## begin EXERCISE MATERIALS
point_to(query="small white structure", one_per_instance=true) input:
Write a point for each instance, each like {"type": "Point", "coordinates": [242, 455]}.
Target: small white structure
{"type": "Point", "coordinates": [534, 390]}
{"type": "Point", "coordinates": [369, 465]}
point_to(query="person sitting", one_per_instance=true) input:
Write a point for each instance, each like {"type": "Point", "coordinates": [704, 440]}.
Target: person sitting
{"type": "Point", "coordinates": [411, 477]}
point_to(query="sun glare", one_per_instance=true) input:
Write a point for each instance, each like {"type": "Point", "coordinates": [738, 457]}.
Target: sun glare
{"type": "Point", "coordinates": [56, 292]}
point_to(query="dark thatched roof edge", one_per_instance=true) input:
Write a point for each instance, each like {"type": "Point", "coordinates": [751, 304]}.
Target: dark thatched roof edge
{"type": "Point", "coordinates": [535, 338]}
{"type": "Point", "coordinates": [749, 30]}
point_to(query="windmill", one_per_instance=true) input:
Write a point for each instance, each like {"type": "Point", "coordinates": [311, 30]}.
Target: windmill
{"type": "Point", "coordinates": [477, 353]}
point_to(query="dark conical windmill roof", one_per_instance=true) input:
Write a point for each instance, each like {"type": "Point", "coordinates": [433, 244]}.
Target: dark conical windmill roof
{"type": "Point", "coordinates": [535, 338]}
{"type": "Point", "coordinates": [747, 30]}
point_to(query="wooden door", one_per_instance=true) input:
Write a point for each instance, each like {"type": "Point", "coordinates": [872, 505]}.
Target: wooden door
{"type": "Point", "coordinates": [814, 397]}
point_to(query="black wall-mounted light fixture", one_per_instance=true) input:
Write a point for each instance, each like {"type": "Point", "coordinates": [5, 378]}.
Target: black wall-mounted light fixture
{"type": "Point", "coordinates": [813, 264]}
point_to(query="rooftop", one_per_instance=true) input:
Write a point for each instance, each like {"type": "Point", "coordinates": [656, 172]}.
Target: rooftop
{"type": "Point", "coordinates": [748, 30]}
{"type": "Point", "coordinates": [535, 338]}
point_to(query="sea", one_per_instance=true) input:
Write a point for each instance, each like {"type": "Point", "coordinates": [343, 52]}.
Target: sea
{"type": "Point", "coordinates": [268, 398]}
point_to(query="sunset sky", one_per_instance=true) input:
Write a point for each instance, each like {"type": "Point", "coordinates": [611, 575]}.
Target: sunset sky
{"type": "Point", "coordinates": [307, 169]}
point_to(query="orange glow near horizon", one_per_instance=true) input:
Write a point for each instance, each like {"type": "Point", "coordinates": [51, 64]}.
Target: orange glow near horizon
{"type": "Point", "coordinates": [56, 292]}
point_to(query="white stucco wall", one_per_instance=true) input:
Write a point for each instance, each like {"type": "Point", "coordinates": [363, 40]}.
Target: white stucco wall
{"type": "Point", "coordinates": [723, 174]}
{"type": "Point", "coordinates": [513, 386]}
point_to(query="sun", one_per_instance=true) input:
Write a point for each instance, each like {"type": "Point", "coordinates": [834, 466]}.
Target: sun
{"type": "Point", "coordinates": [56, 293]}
## end EXERCISE MATERIALS
Each record above should be restated word for word.

point_to(query="small white structure", one_per_instance=true) input:
Write a point for each instance, each like {"type": "Point", "coordinates": [242, 455]}.
Target: small white structure
{"type": "Point", "coordinates": [534, 390]}
{"type": "Point", "coordinates": [369, 465]}
point_to(query="person sitting", one_per_instance=true) input:
Write a point for each instance, each like {"type": "Point", "coordinates": [704, 440]}.
Target: person sitting
{"type": "Point", "coordinates": [411, 477]}
point_to(query="sun glare", one_per_instance=true) input:
Write a point for each instance, each like {"type": "Point", "coordinates": [738, 457]}.
Target: sun glare
{"type": "Point", "coordinates": [56, 292]}
point_to(query="dark thatched roof edge", one_per_instance=true) input:
Write a point for each instance, each like {"type": "Point", "coordinates": [751, 304]}.
Target: dark thatched roof edge
{"type": "Point", "coordinates": [535, 338]}
{"type": "Point", "coordinates": [749, 30]}
point_to(query="windmill", one_per_instance=true) input:
Write a point for each instance, each like {"type": "Point", "coordinates": [311, 30]}.
Target: windmill
{"type": "Point", "coordinates": [477, 353]}
point_to(query="dark conical windmill roof", one_per_instance=true) input:
Write a point for each instance, each like {"type": "Point", "coordinates": [433, 244]}.
Target: dark conical windmill roof
{"type": "Point", "coordinates": [535, 338]}
{"type": "Point", "coordinates": [747, 30]}
point_to(query="wooden door", one_per_instance=true) input:
Write a point for each instance, each like {"type": "Point", "coordinates": [872, 505]}.
Target: wooden door
{"type": "Point", "coordinates": [814, 397]}
point_to(query="black wall-mounted light fixture", one_per_instance=true) input:
Write a point for each instance, each like {"type": "Point", "coordinates": [5, 378]}.
Target: black wall-mounted light fixture
{"type": "Point", "coordinates": [813, 264]}
point_to(query="rooftop", one_per_instance=true) input:
Write a point for each instance, each like {"type": "Point", "coordinates": [656, 172]}.
Target: rooftop
{"type": "Point", "coordinates": [748, 30]}
{"type": "Point", "coordinates": [535, 338]}
point_to(query="sea", one_per_instance=true) input:
Write a point for each instance, each like {"type": "Point", "coordinates": [343, 52]}.
Target: sea
{"type": "Point", "coordinates": [268, 398]}
point_to(query="sunset sky", one_per_instance=true) input:
Write a point for each instance, each like {"type": "Point", "coordinates": [611, 575]}.
Target: sunset sky
{"type": "Point", "coordinates": [307, 169]}
point_to(query="orange glow near horizon", one_per_instance=true) input:
Write a point for each instance, each like {"type": "Point", "coordinates": [51, 64]}.
Target: orange glow near horizon
{"type": "Point", "coordinates": [56, 292]}
point_to(query="white stucco wall", one_per_instance=true) input:
Write a point for each instance, each like {"type": "Point", "coordinates": [363, 40]}.
Target: white stucco wall
{"type": "Point", "coordinates": [723, 174]}
{"type": "Point", "coordinates": [513, 386]}
point_to(query="sun", one_per_instance=true) input:
Write a point for each instance, each like {"type": "Point", "coordinates": [834, 466]}.
Target: sun
{"type": "Point", "coordinates": [56, 293]}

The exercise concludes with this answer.